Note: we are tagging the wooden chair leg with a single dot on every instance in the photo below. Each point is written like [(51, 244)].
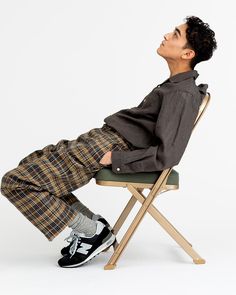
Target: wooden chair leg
[(123, 216), (157, 187), (170, 229)]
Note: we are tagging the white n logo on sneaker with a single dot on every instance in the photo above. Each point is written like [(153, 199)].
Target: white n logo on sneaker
[(84, 248)]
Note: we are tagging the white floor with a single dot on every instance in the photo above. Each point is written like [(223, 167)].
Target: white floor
[(152, 262)]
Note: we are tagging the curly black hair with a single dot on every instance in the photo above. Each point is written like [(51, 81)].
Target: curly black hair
[(200, 38)]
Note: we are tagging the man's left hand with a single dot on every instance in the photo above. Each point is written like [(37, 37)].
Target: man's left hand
[(106, 159)]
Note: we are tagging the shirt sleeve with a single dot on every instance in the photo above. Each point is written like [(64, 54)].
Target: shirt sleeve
[(172, 130)]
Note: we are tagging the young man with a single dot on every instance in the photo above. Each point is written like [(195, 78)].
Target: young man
[(150, 137)]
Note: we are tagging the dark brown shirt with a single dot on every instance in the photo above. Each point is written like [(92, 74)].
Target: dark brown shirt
[(160, 126)]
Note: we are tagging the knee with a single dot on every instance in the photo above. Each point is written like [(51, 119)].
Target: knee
[(7, 182)]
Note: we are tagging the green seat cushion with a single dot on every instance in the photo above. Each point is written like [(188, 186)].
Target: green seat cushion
[(106, 174)]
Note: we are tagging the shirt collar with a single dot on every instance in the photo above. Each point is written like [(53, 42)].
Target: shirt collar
[(182, 76)]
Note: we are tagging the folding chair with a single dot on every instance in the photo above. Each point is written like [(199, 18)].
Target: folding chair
[(157, 182)]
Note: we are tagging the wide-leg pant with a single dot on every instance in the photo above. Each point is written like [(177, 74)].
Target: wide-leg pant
[(41, 186)]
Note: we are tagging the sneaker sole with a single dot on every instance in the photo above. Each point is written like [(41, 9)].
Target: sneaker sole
[(105, 245)]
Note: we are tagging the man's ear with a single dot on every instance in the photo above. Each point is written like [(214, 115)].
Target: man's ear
[(188, 54)]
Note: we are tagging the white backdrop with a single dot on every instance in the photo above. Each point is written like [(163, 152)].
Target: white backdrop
[(64, 67)]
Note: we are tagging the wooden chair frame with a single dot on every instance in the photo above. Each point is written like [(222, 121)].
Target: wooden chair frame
[(156, 189)]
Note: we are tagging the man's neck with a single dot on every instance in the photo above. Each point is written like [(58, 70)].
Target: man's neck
[(176, 69)]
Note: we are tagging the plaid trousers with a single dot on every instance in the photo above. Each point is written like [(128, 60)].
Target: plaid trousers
[(41, 186)]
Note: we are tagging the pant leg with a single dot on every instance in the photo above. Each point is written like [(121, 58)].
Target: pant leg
[(70, 198), (36, 185)]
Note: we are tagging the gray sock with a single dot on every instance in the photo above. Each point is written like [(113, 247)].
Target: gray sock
[(79, 207), (83, 224)]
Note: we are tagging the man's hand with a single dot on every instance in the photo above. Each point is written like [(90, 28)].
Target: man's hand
[(106, 159)]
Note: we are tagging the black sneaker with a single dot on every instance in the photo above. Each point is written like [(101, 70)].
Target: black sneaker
[(85, 248), (65, 250)]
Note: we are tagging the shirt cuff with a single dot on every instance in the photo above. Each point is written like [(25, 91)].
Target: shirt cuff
[(117, 160)]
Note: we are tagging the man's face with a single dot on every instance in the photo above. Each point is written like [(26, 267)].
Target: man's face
[(171, 47)]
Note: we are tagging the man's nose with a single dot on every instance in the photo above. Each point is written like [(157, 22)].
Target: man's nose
[(166, 36)]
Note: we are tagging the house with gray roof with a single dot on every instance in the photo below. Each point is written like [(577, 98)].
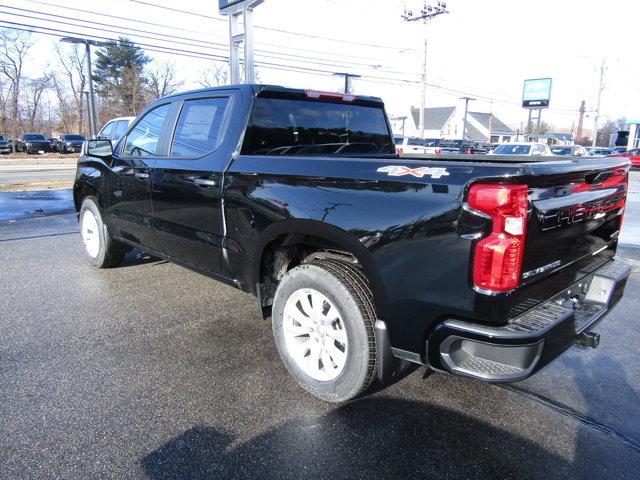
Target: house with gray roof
[(446, 122)]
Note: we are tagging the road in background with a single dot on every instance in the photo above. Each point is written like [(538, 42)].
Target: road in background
[(153, 371), (36, 173)]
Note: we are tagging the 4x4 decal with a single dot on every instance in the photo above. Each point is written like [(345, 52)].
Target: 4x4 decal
[(400, 170)]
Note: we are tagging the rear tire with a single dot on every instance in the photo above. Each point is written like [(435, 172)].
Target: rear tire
[(323, 319), (101, 249)]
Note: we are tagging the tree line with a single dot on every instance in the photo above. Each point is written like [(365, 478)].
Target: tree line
[(55, 100)]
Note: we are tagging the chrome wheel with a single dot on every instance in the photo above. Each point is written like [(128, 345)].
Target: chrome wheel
[(90, 233), (314, 334)]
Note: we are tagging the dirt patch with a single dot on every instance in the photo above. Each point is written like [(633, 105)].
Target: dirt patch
[(21, 187)]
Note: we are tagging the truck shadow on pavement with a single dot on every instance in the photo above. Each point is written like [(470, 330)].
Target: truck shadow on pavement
[(369, 438)]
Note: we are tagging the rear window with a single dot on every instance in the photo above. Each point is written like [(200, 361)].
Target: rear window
[(198, 128), (513, 150), (299, 127)]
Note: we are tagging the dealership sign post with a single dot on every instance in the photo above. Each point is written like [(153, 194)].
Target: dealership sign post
[(237, 36), (536, 95)]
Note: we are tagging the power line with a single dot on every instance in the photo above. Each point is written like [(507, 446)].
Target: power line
[(140, 21), (189, 41), (318, 37)]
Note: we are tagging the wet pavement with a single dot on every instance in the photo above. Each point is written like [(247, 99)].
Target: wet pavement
[(36, 173), (153, 371)]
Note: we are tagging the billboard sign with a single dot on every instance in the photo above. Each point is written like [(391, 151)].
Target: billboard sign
[(225, 5), (536, 93)]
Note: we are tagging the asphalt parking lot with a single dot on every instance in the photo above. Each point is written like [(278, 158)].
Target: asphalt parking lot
[(153, 371)]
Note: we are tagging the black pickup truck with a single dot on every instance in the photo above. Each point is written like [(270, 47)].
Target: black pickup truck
[(475, 265)]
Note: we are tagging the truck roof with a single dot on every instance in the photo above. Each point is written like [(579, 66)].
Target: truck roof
[(257, 89)]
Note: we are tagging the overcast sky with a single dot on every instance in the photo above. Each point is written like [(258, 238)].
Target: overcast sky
[(481, 48)]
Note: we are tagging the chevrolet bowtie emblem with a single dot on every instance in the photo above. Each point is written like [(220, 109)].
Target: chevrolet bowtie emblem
[(400, 170)]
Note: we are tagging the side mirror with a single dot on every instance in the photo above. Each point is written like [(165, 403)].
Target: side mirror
[(99, 148)]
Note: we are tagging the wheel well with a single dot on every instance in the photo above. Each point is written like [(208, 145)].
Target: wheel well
[(288, 251), (82, 191)]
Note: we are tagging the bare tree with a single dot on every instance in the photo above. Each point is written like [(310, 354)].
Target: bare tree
[(162, 80), (33, 96), (68, 116), (73, 62), (14, 47), (216, 75)]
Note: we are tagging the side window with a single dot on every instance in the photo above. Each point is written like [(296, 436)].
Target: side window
[(143, 140), (121, 127), (107, 130), (198, 127)]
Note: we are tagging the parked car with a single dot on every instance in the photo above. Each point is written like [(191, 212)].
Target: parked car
[(69, 143), (632, 155), (5, 144), (115, 128), (475, 265), (568, 150), (523, 148), (34, 143), (414, 145), (599, 151)]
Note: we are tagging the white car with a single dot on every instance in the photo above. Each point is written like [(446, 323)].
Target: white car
[(573, 150), (531, 149), (115, 128), (416, 145)]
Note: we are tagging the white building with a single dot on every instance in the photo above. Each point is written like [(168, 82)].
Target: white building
[(446, 123)]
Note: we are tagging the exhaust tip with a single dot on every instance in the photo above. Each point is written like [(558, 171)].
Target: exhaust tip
[(588, 340)]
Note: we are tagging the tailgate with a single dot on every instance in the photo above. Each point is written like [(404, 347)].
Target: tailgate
[(574, 222)]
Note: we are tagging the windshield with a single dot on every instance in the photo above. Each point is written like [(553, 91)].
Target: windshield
[(561, 150), (300, 127), (34, 136), (73, 138), (512, 150)]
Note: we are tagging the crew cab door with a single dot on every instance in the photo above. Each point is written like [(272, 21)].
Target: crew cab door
[(129, 212), (186, 189)]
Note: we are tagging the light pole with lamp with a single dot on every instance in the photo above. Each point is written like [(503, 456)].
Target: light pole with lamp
[(91, 104)]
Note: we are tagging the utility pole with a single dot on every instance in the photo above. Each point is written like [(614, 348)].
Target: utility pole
[(580, 120), (347, 80), (236, 9), (464, 121), (91, 104), (429, 10), (600, 89), (490, 121)]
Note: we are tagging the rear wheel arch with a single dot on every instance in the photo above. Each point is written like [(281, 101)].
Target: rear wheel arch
[(287, 244), (82, 190)]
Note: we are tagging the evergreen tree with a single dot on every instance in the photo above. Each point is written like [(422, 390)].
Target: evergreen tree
[(119, 77)]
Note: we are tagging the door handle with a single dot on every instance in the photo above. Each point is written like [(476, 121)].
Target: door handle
[(205, 182)]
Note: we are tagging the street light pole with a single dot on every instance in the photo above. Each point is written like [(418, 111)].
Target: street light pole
[(91, 103), (464, 121), (428, 11), (347, 80)]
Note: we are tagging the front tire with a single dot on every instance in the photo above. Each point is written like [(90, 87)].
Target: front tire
[(102, 251), (323, 318)]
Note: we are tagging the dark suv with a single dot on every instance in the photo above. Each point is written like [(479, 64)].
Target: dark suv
[(33, 143), (69, 143)]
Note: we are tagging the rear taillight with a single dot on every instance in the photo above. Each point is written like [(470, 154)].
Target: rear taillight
[(497, 260)]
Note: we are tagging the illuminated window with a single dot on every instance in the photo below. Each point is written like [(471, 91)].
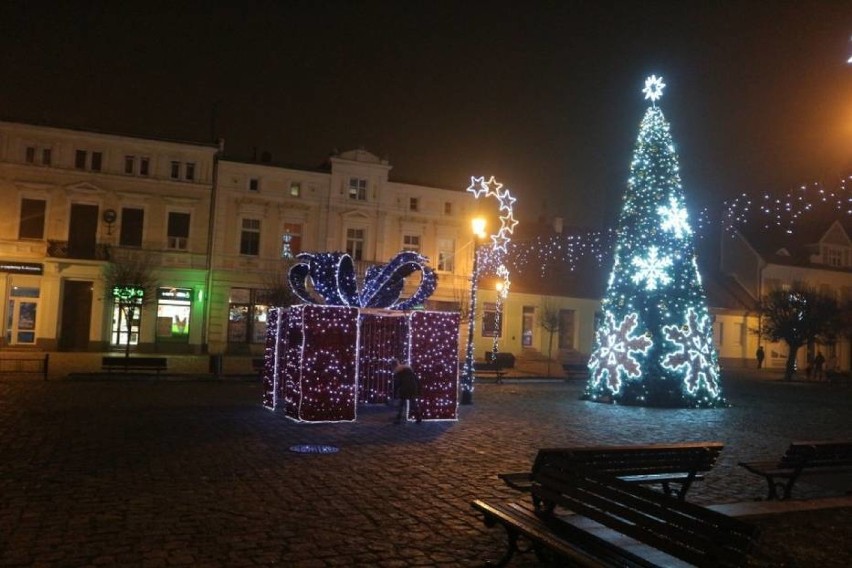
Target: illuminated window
[(178, 230), (355, 243), (358, 189), (446, 255), (250, 237), (411, 242)]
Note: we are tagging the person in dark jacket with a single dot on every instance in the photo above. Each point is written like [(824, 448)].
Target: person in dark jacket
[(406, 388)]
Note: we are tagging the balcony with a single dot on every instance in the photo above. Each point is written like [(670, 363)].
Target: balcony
[(88, 251)]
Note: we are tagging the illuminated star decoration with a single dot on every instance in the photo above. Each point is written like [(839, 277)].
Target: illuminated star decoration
[(614, 357), (675, 219), (693, 357), (653, 88), (652, 269)]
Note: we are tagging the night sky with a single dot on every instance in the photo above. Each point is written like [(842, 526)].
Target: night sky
[(546, 96)]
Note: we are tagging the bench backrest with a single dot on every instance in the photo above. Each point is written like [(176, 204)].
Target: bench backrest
[(152, 362), (818, 454), (692, 533), (634, 460)]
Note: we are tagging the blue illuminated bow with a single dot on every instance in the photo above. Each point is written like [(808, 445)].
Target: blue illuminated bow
[(332, 276)]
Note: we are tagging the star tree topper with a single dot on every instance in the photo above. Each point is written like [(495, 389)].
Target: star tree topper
[(653, 88)]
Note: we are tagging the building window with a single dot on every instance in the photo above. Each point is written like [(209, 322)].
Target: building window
[(489, 321), (178, 230), (247, 311), (411, 242), (250, 237), (291, 240), (358, 189), (131, 227), (446, 254), (31, 224), (355, 243), (566, 329)]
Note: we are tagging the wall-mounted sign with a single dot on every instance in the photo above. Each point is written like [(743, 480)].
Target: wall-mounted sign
[(21, 267)]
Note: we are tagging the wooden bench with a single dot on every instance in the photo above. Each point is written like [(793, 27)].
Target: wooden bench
[(489, 368), (134, 364), (587, 518), (802, 458), (665, 464), (34, 365)]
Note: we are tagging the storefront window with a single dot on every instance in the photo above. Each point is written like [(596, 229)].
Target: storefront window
[(174, 307)]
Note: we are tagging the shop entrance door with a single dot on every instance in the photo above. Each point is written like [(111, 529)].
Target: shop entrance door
[(76, 315)]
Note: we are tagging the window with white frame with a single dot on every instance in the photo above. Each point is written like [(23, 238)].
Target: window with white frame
[(411, 242), (358, 189), (250, 237), (355, 243), (291, 240), (446, 255), (178, 230)]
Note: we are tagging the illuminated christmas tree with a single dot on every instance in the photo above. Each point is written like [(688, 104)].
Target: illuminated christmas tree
[(654, 343)]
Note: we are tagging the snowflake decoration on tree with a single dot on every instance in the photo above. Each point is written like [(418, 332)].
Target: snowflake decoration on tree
[(652, 269), (614, 356), (693, 357), (675, 219), (653, 88)]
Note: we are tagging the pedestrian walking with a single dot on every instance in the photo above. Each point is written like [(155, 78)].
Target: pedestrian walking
[(406, 388)]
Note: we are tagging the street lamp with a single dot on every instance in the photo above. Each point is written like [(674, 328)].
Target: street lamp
[(478, 226)]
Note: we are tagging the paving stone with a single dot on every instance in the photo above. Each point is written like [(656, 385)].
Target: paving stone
[(191, 473)]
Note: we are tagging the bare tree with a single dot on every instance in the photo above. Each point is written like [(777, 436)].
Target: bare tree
[(798, 316), (131, 282), (550, 322)]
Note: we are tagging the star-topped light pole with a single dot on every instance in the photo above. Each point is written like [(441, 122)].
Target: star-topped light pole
[(654, 343), (480, 187)]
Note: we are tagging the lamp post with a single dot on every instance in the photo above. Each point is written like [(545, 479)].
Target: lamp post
[(478, 226)]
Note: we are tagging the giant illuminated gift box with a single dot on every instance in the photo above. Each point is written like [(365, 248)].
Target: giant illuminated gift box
[(322, 360)]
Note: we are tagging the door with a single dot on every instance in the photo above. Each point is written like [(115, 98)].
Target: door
[(82, 231), (76, 315)]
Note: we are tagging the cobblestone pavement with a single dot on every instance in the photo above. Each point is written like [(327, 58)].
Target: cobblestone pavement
[(196, 473)]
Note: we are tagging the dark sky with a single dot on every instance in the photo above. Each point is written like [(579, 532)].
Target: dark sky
[(544, 95)]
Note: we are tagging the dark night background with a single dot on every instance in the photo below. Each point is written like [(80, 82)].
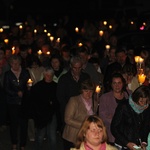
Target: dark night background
[(15, 10)]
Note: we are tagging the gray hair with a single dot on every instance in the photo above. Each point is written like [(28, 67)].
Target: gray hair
[(75, 59), (48, 70)]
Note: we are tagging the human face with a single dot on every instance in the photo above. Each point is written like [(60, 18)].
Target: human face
[(76, 68), (117, 85), (15, 65), (87, 94), (48, 77), (55, 64), (94, 135), (121, 58), (142, 101)]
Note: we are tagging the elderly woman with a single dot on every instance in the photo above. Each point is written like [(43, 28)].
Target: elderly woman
[(109, 101), (92, 135), (128, 123), (77, 109)]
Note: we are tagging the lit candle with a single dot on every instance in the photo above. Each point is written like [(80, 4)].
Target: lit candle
[(77, 29), (136, 58), (101, 32), (110, 26), (58, 40), (98, 89), (107, 47), (51, 38), (35, 31), (1, 29), (13, 50), (48, 52), (20, 26), (105, 23), (39, 52), (141, 78), (6, 41), (80, 44), (30, 82)]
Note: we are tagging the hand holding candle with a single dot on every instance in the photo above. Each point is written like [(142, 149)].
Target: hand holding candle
[(30, 82), (141, 78), (98, 89)]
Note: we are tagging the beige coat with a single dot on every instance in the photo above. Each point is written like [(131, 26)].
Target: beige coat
[(75, 113), (108, 147)]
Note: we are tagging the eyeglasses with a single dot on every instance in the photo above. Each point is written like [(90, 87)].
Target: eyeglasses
[(94, 131)]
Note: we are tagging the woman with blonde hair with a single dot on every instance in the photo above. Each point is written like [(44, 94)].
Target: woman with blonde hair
[(92, 135)]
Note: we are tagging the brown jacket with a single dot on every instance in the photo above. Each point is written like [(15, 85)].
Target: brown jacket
[(75, 113)]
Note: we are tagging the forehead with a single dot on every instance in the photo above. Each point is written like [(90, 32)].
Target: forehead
[(93, 125), (77, 64), (116, 79)]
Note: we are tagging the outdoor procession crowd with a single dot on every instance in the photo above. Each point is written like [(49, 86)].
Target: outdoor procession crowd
[(74, 80)]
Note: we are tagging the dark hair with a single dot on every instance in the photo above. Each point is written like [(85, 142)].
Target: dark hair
[(83, 49), (118, 75), (129, 69), (87, 84), (142, 91), (34, 58)]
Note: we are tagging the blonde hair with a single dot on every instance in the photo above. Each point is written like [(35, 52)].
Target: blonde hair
[(85, 126)]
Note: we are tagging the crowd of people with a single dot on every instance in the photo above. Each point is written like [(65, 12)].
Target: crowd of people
[(62, 96)]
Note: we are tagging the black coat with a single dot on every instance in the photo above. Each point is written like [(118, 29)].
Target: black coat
[(127, 125), (43, 102)]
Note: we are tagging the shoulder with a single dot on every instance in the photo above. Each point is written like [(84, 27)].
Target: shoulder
[(110, 147)]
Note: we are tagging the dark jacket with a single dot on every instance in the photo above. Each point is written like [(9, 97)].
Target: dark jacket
[(68, 87), (43, 102), (12, 85), (127, 125)]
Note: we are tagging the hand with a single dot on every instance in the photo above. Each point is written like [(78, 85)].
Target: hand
=======
**Instructions to follow:** Copy out the data above once more, unchanged, starting at the line containing "Note: we are tagging the man's ear" and ending at the line containing "[(176, 69)]", both of those lines included.

**Result of the task:**
Note: we are tagging the man's ear with a single dot on every instance in the photo above. Each point is written like [(214, 115)].
Target: man's ear
[(188, 54)]
Note: we are tagging the white backdrop with a single dot on every instance in the photo above. Each point is written like [(163, 152)].
Target: white backdrop
[(64, 67)]
Note: we are tagging the wooden chair frame with a single dot on every instance in the photo above. Each point is written like [(222, 121)].
Target: wooden chair frame
[(156, 189)]
Note: we are tagging the man's neck with a single dot on every instance in the photo above. Each point is written like [(58, 70)].
Target: man's neck
[(176, 69)]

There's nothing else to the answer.